**CONSIGNE:**
Convertis tous les enregistrements ci-dessous en un CSV à deux colonnes, « texte » et « reponse », avec une ligne par enregistrement. Mets le texte et la réponse de chacun dans un champ entre guillemets, remplace les retours à la ligne par des espaces et omets les images.

***** ENREGISTREMENTS SOURCES

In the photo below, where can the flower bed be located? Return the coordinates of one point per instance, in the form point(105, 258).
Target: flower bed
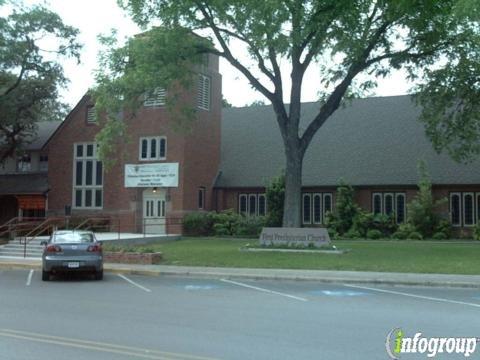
point(133, 258)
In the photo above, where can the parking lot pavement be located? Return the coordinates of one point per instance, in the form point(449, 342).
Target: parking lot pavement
point(132, 316)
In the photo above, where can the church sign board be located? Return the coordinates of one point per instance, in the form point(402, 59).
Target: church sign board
point(294, 237)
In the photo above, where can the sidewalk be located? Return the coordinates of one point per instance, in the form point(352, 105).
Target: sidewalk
point(444, 280)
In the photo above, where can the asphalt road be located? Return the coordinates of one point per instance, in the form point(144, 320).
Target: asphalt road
point(139, 317)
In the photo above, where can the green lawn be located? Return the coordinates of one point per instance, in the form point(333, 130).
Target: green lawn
point(375, 255)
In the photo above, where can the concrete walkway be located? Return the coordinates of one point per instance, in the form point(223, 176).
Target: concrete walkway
point(444, 280)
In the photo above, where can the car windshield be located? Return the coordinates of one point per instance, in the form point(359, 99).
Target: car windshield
point(72, 238)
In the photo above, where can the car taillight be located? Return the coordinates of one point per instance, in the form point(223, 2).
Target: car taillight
point(54, 248)
point(94, 248)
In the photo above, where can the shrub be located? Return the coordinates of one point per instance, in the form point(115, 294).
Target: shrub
point(400, 235)
point(385, 224)
point(362, 222)
point(197, 224)
point(225, 222)
point(352, 234)
point(275, 194)
point(422, 208)
point(476, 231)
point(374, 234)
point(415, 235)
point(444, 227)
point(333, 234)
point(403, 231)
point(250, 226)
point(345, 206)
point(439, 236)
point(221, 230)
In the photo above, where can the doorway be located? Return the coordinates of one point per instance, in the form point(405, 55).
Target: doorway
point(154, 204)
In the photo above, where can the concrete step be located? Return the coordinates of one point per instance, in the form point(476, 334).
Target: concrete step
point(15, 249)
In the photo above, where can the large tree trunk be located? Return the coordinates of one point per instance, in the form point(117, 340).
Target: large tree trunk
point(293, 188)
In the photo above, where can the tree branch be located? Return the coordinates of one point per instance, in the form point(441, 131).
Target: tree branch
point(229, 56)
point(336, 97)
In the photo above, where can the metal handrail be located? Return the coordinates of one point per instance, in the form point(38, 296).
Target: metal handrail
point(92, 220)
point(14, 224)
point(40, 228)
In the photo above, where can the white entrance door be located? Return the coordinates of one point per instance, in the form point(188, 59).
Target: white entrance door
point(154, 212)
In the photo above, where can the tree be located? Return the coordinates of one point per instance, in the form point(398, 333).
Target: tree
point(422, 210)
point(352, 43)
point(31, 43)
point(256, 103)
point(225, 103)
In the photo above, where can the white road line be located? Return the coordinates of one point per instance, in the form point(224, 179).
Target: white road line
point(29, 278)
point(263, 290)
point(134, 283)
point(414, 296)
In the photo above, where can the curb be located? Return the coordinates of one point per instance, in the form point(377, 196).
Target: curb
point(276, 274)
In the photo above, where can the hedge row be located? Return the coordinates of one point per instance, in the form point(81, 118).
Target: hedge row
point(225, 223)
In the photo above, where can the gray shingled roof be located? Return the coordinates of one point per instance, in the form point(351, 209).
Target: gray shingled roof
point(44, 130)
point(23, 183)
point(374, 141)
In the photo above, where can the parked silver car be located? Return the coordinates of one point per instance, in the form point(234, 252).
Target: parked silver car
point(72, 251)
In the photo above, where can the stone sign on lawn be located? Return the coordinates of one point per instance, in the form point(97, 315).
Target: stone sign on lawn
point(295, 237)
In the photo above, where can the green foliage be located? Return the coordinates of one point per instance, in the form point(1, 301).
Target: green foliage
point(476, 231)
point(353, 234)
point(371, 38)
point(362, 222)
point(444, 227)
point(385, 224)
point(374, 234)
point(439, 236)
point(166, 58)
point(250, 226)
point(415, 236)
point(422, 209)
point(225, 223)
point(346, 209)
point(30, 71)
point(403, 232)
point(197, 224)
point(275, 194)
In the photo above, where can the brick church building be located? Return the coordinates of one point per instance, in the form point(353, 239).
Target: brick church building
point(228, 156)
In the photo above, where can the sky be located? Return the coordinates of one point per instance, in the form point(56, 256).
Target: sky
point(94, 17)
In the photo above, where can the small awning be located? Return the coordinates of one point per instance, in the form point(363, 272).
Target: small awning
point(31, 202)
point(23, 184)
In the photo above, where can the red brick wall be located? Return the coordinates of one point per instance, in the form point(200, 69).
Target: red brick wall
point(228, 198)
point(195, 147)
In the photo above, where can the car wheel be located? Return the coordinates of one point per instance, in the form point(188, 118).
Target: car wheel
point(45, 275)
point(99, 275)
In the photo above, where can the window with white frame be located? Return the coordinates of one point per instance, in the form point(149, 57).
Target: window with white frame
point(327, 205)
point(87, 177)
point(390, 203)
point(468, 209)
point(153, 148)
point(464, 208)
point(315, 207)
point(24, 163)
point(377, 203)
point(201, 197)
point(252, 204)
point(455, 209)
point(204, 92)
point(156, 97)
point(43, 163)
point(400, 208)
point(91, 117)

**********

**RÉSULTAT:**
texte,reponse
"In the photo below, where can the flower bed be located? Return the coordinates of one point per instance, in the form point(105, 258). Target: flower bed","point(133, 258)"
"In the photo above, where can the parking lot pavement be located? Return the coordinates of one point per instance, in the form point(449, 342). Target: parking lot pavement","point(132, 316)"
"In the photo above, where can the church sign board be located? Return the coordinates of one point per instance, in the form point(402, 59). Target: church sign board","point(294, 237)"
"In the photo above, where can the sidewalk be located? Return the coordinates of one point per instance, in the form point(352, 105). Target: sidewalk","point(444, 280)"
"In the photo above, where can the asphalt road be located? Return the coordinates of one point per instance, in the form point(144, 320). Target: asphalt road","point(139, 317)"
"In the photo above, where can the green lawn be located? Return the coordinates of one point per instance, in the form point(333, 130). Target: green lawn","point(375, 255)"
"In the photo above, where can the concrete walkway be located? Return the coordinates of one point per instance, in the form point(223, 176). Target: concrete walkway","point(444, 280)"
"In the photo above, where can the car windshield be located? Return the coordinates of one point per instance, in the form point(359, 99). Target: car windshield","point(72, 238)"
"In the photo above, where can the car taillight be located? Return the coordinates of one point per instance, in the form point(223, 2). Target: car taillight","point(54, 248) point(94, 248)"
"In the photo above, where can the shrub be located? Return the coordinates of one point per instance, in the form point(115, 294). Target: shrub","point(400, 235) point(385, 224) point(362, 222) point(197, 224) point(225, 222) point(352, 234) point(275, 194) point(422, 208) point(476, 231) point(374, 234) point(415, 235) point(444, 227) point(333, 234) point(403, 231) point(250, 226) point(345, 206) point(439, 236) point(221, 230)"
"In the photo above, where can the doorway be located? Return the coordinates of one point per instance, in the form point(405, 55). Target: doorway","point(154, 204)"
"In the photo above, where can the concrete step be located? Return the coordinates of one point per instance, in the form point(476, 334). Target: concrete step","point(15, 249)"
"In the photo above, where can the large tree trunk be located? Return the coordinates of one point per instance, in the form point(117, 340). Target: large tree trunk","point(293, 188)"
"In the photo above, where can the tree branch be located? Return the coordinates of one point per instance, in the form point(441, 131). Target: tree branch","point(229, 56) point(336, 97)"
"In the photo above, where can the metal handrail be located? Return the coordinates of one point per instance, in the form point(38, 296). Target: metal handrail","point(92, 220) point(14, 224) point(40, 228)"
"In the photo above, where can the white entrance door be located? Return the coordinates of one point per instance, in the form point(188, 59). Target: white entrance door","point(154, 212)"
"In the photo above, where can the tree be located? Return the coordinates of one point per instance, in the form point(398, 333). Target: tree","point(422, 210) point(352, 43) point(31, 43) point(256, 103) point(225, 103)"
"In the photo above, where can the white road line be located? Return the coordinates of one point per instance, in the form point(224, 179). Target: white road line","point(29, 278) point(263, 290) point(134, 283) point(414, 296)"
"In the photo above, where can the curb be located? Return the coordinates of one point per instance, in the form point(377, 196). Target: curb","point(276, 274)"
"In the photo above, where can the hedge row be located? Return the coordinates of one point per instance, in the form point(81, 118). Target: hedge row","point(225, 223)"
"In the photo above, where can the gray shingled roof be located? Return the coordinates of one point per instance, in the form point(351, 209). Target: gray shingled roof","point(44, 130) point(23, 183) point(374, 141)"
"In the photo above, where can the parked silver car be located? Return the coordinates of one point per instance, in the form point(234, 252). Target: parked silver car","point(72, 251)"
"In the photo above, where can the stone sign on lawn be located? Return the coordinates of one point per instance, in the form point(97, 315). Target: stone sign on lawn","point(295, 237)"
"In the photo above, where can the green foliage be located? Return the coordinates of one point per instance, in the form point(1, 301). Target: green foliage","point(476, 231) point(353, 234) point(371, 38) point(362, 222) point(444, 227) point(385, 224) point(374, 234) point(439, 236) point(166, 58) point(250, 226) point(415, 236) point(422, 209) point(225, 223) point(346, 209) point(30, 71) point(403, 232) point(197, 224) point(275, 194)"
"In the photo above, where can the brick church building be located? Return the coordinates of one point per instance, in the form point(353, 239). Target: brick church building","point(228, 156)"
"In the photo above, where can the sky be located? Return the coordinates of one point per instance, in the form point(56, 256). Target: sky","point(94, 17)"
"In the photo above, where can the small awning be located? Return the coordinates of one point per instance, in the form point(363, 272). Target: small awning","point(31, 202) point(23, 184)"
"In the photo above, where can the red brick wall be located? Return the coordinates of one point per instance, in the form point(200, 69). Target: red brick wall","point(228, 198) point(195, 147)"
"In the photo above, where can the car wheel be located? Return the coordinates of one point per instance, in the form point(188, 118). Target: car wheel","point(45, 275) point(99, 275)"
"In the photo above, where can the window with white frame be located? Return the coordinates of one point per instance, in the form point(149, 57). Target: window with white frame","point(327, 205) point(87, 177) point(390, 203) point(468, 209) point(153, 148) point(464, 208) point(315, 207) point(24, 163) point(377, 203) point(201, 197) point(252, 204) point(455, 209) point(204, 92) point(156, 97) point(43, 163) point(400, 208) point(91, 117)"